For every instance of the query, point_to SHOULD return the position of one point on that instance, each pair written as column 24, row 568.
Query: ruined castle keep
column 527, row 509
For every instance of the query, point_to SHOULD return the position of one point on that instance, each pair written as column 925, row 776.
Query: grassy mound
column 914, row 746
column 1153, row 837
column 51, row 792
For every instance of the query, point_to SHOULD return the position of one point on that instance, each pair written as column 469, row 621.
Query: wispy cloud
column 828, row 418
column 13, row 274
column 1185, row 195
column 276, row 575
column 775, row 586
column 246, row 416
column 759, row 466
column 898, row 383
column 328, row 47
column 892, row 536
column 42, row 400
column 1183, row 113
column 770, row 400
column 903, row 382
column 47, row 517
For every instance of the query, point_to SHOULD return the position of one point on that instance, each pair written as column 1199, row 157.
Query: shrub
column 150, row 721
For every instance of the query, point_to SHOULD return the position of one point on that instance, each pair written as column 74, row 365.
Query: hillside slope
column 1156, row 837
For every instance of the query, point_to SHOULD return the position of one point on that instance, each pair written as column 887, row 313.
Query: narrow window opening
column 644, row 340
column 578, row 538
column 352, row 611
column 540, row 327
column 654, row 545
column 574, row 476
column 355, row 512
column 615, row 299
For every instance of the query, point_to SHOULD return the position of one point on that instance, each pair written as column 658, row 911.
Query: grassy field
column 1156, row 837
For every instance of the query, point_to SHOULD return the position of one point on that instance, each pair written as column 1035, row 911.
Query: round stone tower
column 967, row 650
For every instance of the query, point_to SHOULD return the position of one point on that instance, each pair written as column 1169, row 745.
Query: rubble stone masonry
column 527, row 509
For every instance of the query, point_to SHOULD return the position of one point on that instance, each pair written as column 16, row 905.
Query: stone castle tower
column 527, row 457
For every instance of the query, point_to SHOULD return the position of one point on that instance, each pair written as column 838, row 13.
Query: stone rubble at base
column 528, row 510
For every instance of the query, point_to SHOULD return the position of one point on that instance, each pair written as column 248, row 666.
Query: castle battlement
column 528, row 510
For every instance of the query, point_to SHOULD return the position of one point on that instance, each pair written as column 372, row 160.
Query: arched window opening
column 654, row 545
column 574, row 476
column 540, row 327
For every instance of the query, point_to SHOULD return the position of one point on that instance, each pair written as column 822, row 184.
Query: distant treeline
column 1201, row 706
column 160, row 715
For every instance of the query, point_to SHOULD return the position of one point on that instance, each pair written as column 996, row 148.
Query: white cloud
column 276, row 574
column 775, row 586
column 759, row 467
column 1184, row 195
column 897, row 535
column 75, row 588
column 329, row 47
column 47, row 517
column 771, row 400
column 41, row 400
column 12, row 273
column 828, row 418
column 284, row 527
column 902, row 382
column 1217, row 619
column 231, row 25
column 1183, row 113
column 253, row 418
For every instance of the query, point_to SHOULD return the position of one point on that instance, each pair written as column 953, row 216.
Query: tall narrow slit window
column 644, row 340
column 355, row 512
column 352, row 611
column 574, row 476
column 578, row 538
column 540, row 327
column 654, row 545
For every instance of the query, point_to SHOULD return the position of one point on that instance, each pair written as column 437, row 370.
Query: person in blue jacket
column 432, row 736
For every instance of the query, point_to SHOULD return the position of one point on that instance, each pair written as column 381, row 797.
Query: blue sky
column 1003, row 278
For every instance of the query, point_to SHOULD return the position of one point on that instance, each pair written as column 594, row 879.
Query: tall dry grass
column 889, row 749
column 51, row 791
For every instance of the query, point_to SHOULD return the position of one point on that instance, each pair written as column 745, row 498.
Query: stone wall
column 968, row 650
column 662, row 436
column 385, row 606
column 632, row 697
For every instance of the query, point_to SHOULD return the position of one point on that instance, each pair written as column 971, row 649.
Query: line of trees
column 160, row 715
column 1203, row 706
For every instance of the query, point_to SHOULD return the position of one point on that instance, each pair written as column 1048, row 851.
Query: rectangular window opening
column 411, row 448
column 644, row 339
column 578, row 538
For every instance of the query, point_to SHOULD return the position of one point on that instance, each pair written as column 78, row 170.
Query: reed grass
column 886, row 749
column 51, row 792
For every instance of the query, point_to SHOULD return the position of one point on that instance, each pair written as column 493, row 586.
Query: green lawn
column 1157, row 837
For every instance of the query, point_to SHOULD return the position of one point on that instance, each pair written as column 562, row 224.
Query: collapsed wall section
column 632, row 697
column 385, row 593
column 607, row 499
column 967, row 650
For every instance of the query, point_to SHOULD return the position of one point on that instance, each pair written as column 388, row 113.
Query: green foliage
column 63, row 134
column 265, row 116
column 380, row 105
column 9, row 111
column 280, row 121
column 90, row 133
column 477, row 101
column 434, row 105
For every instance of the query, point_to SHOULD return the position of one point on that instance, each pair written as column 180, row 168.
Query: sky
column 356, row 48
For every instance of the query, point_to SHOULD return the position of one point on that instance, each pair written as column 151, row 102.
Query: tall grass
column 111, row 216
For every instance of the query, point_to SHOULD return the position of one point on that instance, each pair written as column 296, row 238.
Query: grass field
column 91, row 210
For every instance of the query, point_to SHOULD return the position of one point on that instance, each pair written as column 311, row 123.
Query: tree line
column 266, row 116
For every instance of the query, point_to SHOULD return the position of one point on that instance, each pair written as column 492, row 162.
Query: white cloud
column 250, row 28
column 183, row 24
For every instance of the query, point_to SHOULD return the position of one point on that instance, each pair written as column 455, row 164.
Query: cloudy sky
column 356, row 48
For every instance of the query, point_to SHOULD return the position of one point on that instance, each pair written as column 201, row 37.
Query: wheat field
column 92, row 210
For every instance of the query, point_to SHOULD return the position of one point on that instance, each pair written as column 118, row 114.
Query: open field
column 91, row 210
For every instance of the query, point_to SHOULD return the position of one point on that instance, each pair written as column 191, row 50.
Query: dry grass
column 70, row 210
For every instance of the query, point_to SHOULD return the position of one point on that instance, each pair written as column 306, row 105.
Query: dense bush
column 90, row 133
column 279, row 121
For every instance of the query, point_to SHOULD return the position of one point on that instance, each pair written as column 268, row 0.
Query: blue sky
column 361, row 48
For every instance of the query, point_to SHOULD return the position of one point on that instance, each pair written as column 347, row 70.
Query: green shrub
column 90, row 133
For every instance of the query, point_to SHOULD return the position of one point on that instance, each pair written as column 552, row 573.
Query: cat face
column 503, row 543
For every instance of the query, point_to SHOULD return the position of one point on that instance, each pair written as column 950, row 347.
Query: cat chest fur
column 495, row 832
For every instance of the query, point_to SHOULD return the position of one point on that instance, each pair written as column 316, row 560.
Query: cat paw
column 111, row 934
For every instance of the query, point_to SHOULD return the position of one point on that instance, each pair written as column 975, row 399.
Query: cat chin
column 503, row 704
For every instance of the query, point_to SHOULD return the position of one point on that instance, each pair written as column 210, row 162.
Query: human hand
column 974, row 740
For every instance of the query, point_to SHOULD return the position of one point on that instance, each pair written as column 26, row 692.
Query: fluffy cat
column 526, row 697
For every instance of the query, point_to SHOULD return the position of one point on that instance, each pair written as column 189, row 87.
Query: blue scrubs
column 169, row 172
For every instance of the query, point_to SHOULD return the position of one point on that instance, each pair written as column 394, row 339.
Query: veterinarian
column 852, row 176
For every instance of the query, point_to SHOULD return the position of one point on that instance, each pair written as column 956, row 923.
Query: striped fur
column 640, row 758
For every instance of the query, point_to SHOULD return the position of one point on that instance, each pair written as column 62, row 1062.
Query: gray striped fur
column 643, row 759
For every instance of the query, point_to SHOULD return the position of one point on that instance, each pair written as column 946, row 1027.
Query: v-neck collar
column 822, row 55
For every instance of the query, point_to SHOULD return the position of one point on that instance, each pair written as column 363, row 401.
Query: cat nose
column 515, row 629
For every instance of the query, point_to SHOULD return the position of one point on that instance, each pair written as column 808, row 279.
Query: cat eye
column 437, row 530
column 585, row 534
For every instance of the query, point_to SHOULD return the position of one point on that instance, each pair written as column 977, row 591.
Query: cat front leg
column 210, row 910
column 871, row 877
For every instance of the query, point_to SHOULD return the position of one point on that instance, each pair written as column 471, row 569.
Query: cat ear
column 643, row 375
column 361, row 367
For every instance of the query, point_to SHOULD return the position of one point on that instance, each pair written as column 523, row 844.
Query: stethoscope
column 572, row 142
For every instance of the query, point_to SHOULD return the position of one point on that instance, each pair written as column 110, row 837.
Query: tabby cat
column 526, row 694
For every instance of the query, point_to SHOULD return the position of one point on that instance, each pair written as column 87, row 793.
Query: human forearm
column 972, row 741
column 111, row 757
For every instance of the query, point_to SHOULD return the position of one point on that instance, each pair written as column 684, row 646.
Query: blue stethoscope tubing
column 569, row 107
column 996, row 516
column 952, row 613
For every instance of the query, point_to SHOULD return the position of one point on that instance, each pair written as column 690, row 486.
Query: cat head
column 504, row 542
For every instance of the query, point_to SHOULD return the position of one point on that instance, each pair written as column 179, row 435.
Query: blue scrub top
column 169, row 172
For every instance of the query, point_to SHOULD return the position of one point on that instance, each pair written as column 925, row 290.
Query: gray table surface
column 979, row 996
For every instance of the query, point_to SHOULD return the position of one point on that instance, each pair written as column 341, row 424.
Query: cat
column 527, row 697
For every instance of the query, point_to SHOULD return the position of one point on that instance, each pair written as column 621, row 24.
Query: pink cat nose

Work to complete – Rewrite the lines starting with the line with "394, row 339." and going on through the line with "column 643, row 759", swapping "striped fur" for "tabby coat" and leaving everything else as it is.

The response –
For every instance of the query, point_to SHOULD return the position of one point on that instance, each pair written as column 394, row 339.
Query: veterinarian
column 852, row 176
For every instance of the query, point_to SHOULD return the position of one point on that instance, each pair written as column 956, row 923.
Query: tabby coat
column 640, row 758
For every instance of the query, point_to SHOULD return the position of one point on that instance, each pair written as column 62, row 1062.
Query: gray tabby coat
column 643, row 759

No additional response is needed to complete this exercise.